* _Data shown_
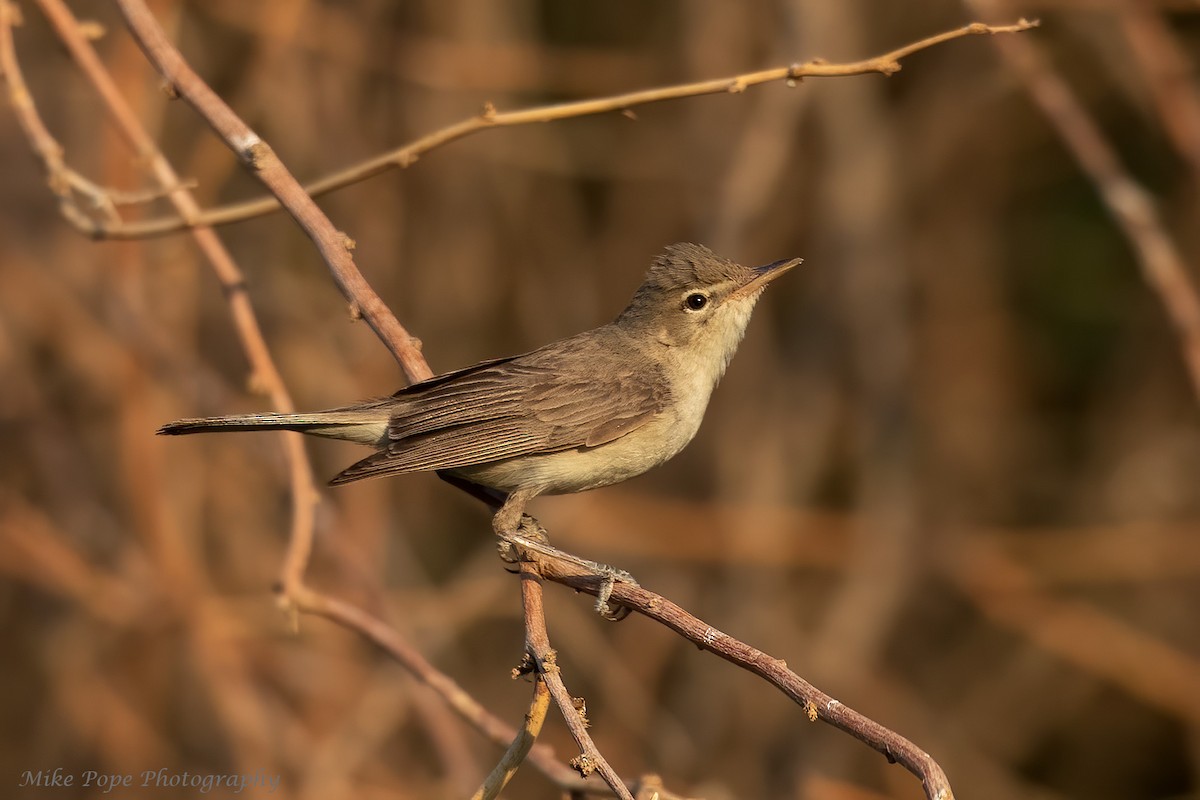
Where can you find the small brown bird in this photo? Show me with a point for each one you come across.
(581, 413)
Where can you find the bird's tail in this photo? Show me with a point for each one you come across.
(361, 425)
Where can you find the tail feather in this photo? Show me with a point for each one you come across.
(348, 425)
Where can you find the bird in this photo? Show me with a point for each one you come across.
(581, 413)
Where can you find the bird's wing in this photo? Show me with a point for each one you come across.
(579, 392)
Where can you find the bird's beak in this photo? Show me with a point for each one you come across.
(765, 275)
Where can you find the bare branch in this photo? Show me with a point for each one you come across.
(816, 704)
(1128, 202)
(538, 643)
(521, 745)
(405, 156)
(258, 157)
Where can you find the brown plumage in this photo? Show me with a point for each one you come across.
(583, 411)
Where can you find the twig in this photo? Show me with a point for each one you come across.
(258, 157)
(538, 644)
(1169, 74)
(1131, 205)
(520, 747)
(405, 156)
(816, 704)
(390, 642)
(265, 373)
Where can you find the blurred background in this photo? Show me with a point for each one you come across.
(952, 476)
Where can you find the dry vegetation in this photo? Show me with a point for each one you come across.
(953, 476)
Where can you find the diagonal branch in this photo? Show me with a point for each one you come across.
(546, 662)
(1132, 206)
(519, 750)
(257, 156)
(816, 704)
(405, 156)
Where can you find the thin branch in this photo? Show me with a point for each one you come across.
(390, 642)
(816, 704)
(546, 660)
(258, 157)
(519, 750)
(1131, 205)
(1168, 72)
(405, 156)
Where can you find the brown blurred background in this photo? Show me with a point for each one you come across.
(952, 476)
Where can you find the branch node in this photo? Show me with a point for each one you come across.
(583, 764)
(581, 707)
(91, 30)
(252, 150)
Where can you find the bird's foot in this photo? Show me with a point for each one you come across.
(529, 541)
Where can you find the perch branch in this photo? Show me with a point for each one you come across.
(546, 663)
(1131, 205)
(262, 162)
(521, 745)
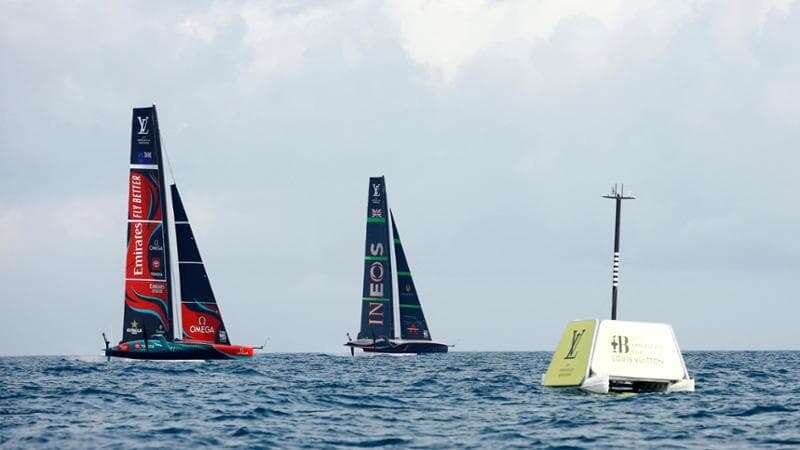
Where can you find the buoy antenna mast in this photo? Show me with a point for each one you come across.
(618, 195)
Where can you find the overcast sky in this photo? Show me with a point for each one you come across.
(498, 124)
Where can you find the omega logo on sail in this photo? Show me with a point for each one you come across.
(201, 326)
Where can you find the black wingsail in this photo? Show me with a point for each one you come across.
(377, 317)
(412, 319)
(148, 304)
(200, 314)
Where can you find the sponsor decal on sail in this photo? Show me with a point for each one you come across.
(138, 249)
(201, 326)
(134, 328)
(574, 344)
(143, 134)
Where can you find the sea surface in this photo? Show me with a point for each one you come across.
(456, 400)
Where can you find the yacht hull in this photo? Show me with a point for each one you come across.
(398, 346)
(174, 351)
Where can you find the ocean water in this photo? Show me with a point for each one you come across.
(457, 400)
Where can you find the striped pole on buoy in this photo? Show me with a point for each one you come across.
(618, 196)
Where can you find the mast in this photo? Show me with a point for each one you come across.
(618, 196)
(377, 309)
(148, 301)
(165, 216)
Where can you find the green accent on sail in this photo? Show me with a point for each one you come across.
(570, 363)
(376, 258)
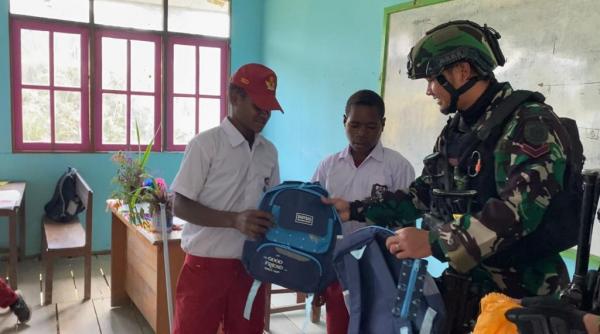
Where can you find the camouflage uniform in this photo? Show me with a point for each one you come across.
(514, 173)
(526, 175)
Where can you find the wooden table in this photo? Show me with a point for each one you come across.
(15, 214)
(138, 273)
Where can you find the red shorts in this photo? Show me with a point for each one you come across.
(7, 295)
(337, 313)
(211, 291)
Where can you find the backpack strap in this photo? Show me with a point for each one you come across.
(250, 299)
(353, 283)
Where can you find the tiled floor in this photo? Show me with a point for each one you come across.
(70, 314)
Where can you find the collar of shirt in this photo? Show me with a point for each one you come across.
(235, 136)
(376, 153)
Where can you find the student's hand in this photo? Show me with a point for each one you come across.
(409, 242)
(318, 300)
(340, 205)
(253, 223)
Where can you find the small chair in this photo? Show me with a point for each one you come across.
(69, 240)
(300, 305)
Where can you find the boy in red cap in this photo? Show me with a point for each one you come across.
(222, 176)
(14, 300)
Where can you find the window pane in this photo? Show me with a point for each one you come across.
(184, 120)
(184, 64)
(35, 64)
(142, 66)
(142, 113)
(201, 17)
(69, 10)
(114, 63)
(67, 60)
(210, 71)
(210, 113)
(141, 14)
(36, 115)
(67, 117)
(114, 119)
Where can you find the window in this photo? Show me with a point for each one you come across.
(50, 87)
(132, 89)
(127, 90)
(196, 88)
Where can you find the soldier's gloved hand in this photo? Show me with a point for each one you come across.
(547, 315)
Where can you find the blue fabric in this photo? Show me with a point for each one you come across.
(386, 295)
(297, 252)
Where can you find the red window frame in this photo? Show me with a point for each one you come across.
(18, 144)
(197, 42)
(127, 35)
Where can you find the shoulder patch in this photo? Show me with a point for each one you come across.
(535, 133)
(534, 152)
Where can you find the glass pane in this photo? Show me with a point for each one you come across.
(67, 117)
(114, 63)
(210, 113)
(210, 71)
(184, 120)
(69, 10)
(35, 64)
(142, 113)
(67, 60)
(36, 116)
(184, 63)
(201, 17)
(141, 14)
(114, 119)
(142, 66)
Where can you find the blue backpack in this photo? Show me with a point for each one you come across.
(297, 252)
(385, 294)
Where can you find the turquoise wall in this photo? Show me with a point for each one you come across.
(322, 51)
(42, 170)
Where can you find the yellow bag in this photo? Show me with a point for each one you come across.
(491, 320)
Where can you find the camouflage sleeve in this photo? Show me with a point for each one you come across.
(394, 209)
(529, 167)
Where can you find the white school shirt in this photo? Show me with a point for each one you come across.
(220, 171)
(338, 174)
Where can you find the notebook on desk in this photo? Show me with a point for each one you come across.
(9, 198)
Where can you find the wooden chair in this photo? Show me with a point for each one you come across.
(300, 305)
(69, 240)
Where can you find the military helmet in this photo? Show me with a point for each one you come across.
(455, 41)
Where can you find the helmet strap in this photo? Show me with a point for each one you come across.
(454, 93)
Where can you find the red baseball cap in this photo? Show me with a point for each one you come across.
(260, 83)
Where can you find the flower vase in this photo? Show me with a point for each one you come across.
(156, 221)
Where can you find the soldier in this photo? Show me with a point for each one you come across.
(497, 166)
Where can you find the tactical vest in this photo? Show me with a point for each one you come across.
(467, 163)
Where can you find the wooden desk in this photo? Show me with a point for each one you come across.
(138, 273)
(17, 213)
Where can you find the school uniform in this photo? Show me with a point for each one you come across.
(342, 178)
(220, 171)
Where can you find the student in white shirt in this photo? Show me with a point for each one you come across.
(223, 173)
(353, 172)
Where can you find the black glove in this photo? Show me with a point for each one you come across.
(547, 315)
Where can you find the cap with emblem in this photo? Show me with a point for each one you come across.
(259, 82)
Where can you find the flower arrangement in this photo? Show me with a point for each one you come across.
(136, 186)
(155, 193)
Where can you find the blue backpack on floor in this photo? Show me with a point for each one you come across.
(297, 252)
(385, 294)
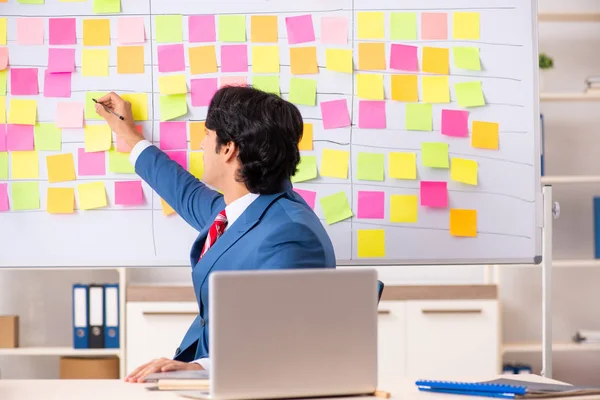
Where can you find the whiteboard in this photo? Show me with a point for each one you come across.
(507, 197)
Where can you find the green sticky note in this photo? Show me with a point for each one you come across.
(419, 117)
(232, 28)
(303, 91)
(307, 169)
(172, 106)
(47, 137)
(169, 29)
(435, 155)
(403, 26)
(336, 208)
(25, 196)
(370, 166)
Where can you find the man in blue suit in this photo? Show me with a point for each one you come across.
(258, 222)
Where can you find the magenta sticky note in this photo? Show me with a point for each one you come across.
(19, 137)
(371, 205)
(371, 114)
(171, 58)
(434, 194)
(91, 163)
(234, 58)
(129, 193)
(23, 81)
(203, 90)
(404, 57)
(201, 28)
(455, 123)
(335, 114)
(62, 31)
(300, 29)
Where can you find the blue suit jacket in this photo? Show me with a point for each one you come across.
(277, 231)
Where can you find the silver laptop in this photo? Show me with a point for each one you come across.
(292, 333)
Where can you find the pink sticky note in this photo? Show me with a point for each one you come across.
(234, 58)
(171, 58)
(434, 194)
(455, 123)
(434, 26)
(308, 195)
(203, 90)
(91, 163)
(371, 114)
(404, 58)
(19, 137)
(30, 31)
(69, 115)
(62, 31)
(300, 29)
(130, 30)
(371, 205)
(129, 193)
(23, 81)
(335, 114)
(334, 30)
(202, 28)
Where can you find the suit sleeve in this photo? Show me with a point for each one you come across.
(191, 199)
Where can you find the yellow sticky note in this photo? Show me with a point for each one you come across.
(436, 60)
(61, 168)
(371, 243)
(436, 89)
(61, 201)
(370, 86)
(465, 25)
(403, 165)
(24, 165)
(334, 163)
(404, 208)
(463, 222)
(91, 195)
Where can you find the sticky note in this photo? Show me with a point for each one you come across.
(436, 89)
(265, 59)
(465, 25)
(434, 26)
(202, 91)
(25, 196)
(371, 114)
(232, 28)
(171, 58)
(130, 59)
(304, 60)
(94, 62)
(97, 138)
(485, 135)
(403, 26)
(300, 29)
(234, 58)
(334, 163)
(129, 193)
(263, 29)
(96, 32)
(169, 28)
(469, 94)
(201, 28)
(371, 205)
(435, 60)
(371, 25)
(419, 117)
(404, 208)
(434, 194)
(203, 60)
(336, 208)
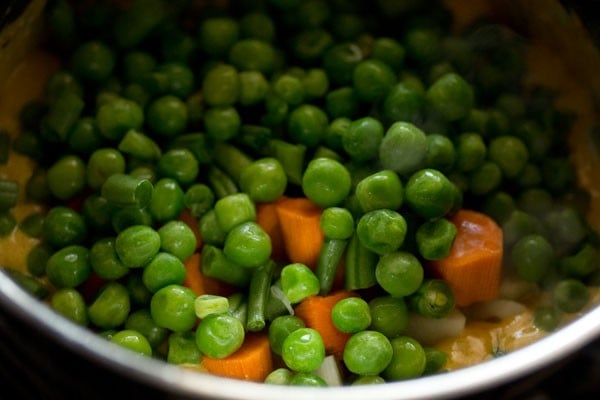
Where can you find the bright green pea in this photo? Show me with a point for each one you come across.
(367, 353)
(430, 193)
(69, 267)
(382, 189)
(326, 182)
(303, 350)
(434, 238)
(172, 307)
(389, 315)
(70, 303)
(111, 307)
(280, 328)
(132, 340)
(163, 270)
(399, 273)
(264, 180)
(403, 148)
(137, 245)
(382, 231)
(408, 360)
(351, 315)
(248, 245)
(219, 335)
(66, 177)
(298, 282)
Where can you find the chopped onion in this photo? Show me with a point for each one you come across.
(495, 309)
(330, 371)
(429, 331)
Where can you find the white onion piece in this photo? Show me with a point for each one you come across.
(330, 371)
(428, 331)
(495, 310)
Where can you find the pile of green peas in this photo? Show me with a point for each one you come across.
(372, 110)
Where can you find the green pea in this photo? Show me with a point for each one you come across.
(172, 307)
(111, 307)
(532, 257)
(64, 226)
(430, 193)
(70, 303)
(399, 273)
(219, 335)
(137, 245)
(403, 148)
(167, 201)
(66, 177)
(303, 350)
(382, 231)
(248, 245)
(69, 267)
(408, 360)
(280, 328)
(367, 353)
(326, 182)
(163, 270)
(382, 189)
(142, 322)
(298, 282)
(434, 238)
(351, 315)
(105, 261)
(132, 340)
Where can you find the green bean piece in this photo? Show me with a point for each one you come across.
(117, 117)
(137, 245)
(125, 190)
(9, 192)
(234, 210)
(403, 148)
(105, 261)
(216, 265)
(247, 244)
(183, 349)
(66, 177)
(434, 238)
(430, 193)
(28, 283)
(219, 335)
(359, 265)
(303, 350)
(63, 226)
(172, 307)
(258, 294)
(570, 295)
(167, 200)
(433, 299)
(179, 164)
(62, 115)
(264, 180)
(70, 303)
(298, 282)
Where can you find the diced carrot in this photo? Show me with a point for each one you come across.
(300, 221)
(266, 217)
(200, 283)
(315, 311)
(252, 362)
(191, 221)
(473, 267)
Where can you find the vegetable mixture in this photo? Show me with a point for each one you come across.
(296, 192)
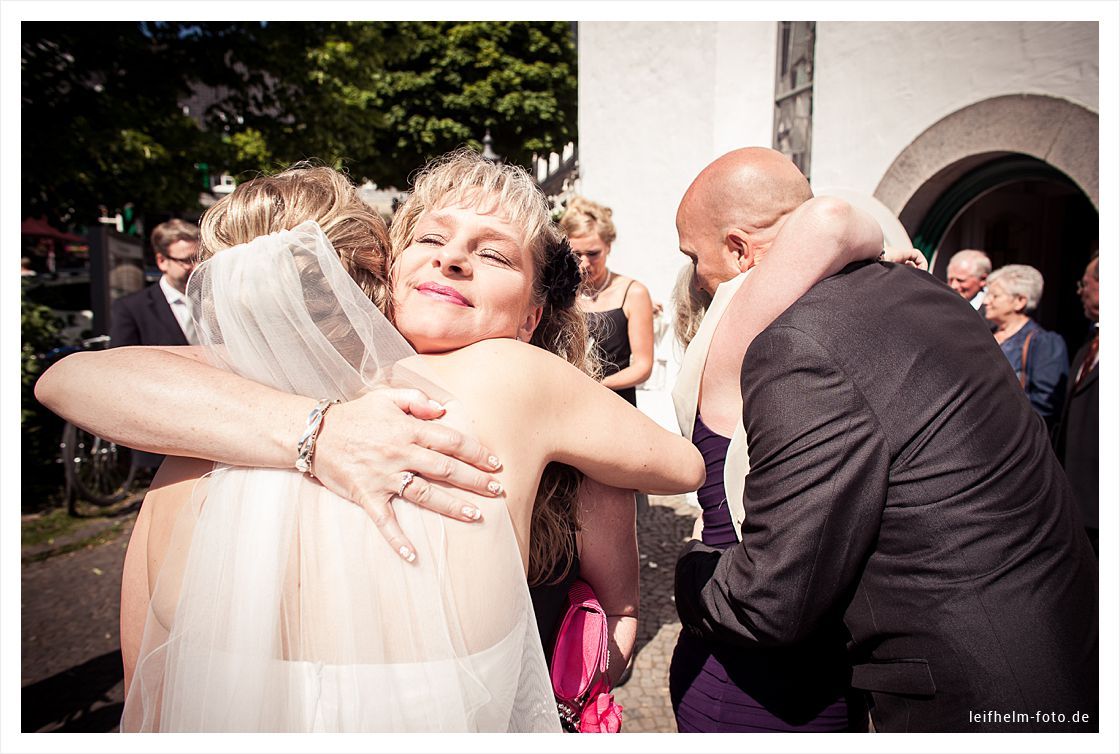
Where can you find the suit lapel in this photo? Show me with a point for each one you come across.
(161, 310)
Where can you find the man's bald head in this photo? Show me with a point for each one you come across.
(752, 188)
(733, 211)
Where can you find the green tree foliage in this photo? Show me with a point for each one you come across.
(39, 429)
(103, 123)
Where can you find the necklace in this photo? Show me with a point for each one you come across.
(594, 295)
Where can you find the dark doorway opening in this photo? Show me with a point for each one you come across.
(1019, 211)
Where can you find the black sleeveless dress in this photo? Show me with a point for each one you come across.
(610, 336)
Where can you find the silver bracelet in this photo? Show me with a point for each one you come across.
(305, 448)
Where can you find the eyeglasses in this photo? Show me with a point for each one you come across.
(189, 261)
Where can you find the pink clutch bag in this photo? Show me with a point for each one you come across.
(579, 667)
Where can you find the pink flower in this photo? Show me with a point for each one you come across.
(602, 715)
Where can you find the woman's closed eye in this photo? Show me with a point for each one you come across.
(495, 257)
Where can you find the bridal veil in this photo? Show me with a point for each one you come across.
(280, 607)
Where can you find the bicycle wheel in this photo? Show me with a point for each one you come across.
(98, 471)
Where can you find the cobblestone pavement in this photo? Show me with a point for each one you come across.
(71, 661)
(72, 677)
(662, 528)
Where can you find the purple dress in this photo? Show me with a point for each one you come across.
(725, 688)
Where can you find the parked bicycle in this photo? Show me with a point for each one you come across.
(96, 471)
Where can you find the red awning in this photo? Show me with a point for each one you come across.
(38, 227)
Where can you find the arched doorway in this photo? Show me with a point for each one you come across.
(1016, 176)
(1019, 211)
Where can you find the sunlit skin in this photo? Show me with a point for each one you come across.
(609, 291)
(1006, 310)
(963, 281)
(178, 263)
(464, 273)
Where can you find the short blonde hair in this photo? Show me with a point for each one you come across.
(466, 178)
(1019, 280)
(690, 305)
(582, 216)
(269, 204)
(167, 233)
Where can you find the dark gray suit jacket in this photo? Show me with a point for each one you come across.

* _To do_
Put every line of the material above, from the one containing "Where can you find the pink flower" down to the end, into a Markdown table with columns Row and Line, skipping blank lines.

* _Answer_
| Row | Line |
|---|---|
| 1 | Where can you find the pink flower in this photo? Show me with a point for each one you come across. |
| 2 | (602, 715) |
| 3 | Where can you find the woman's closed eye in this photo? Show me with a point for each one you come across. |
| 4 | (495, 257) |
| 5 | Where can you find the bridal veil in this photo? Show me with a point for each one you come across. |
| 6 | (280, 607) |
| 7 | Where can you find the bicycle wheel in this photo? Show me with a point for each one you come across. |
| 8 | (98, 471) |
| 9 | Where can you find the cobblestone pavement in this photo? Show me with a point for each one you come across. |
| 10 | (71, 661) |
| 11 | (72, 677) |
| 12 | (662, 528) |
| 13 | Where can you find the purple dress in this photo? Show me with a point for each one you come across. |
| 14 | (725, 688) |
| 15 | Where can you find the parked bicycle in this photo? Show me with a point for each one you come across. |
| 16 | (96, 471) |
| 17 | Where can you find the red awning in this photo? Show me with a point for each one you come across. |
| 18 | (38, 227) |
| 19 | Where can you find the arched doorway in this photo? Show me with a point for each one you come across. |
| 20 | (1016, 176) |
| 21 | (1019, 211) |
| 22 | Where can you find the sunlit skin in this photo? Show me with a point for each one you come across. |
| 23 | (609, 291) |
| 24 | (1006, 310) |
| 25 | (963, 281) |
| 26 | (178, 263) |
| 27 | (464, 273) |
| 28 | Where can you find the short blonde hair in this photo? Show me with a point for each one you come across. |
| 29 | (466, 178) |
| 30 | (1019, 280) |
| 31 | (690, 305) |
| 32 | (582, 216) |
| 33 | (269, 204) |
| 34 | (167, 233) |
| 35 | Where can you find the dark gray suit jacket in this photo? Show me with a point for each one you come across. |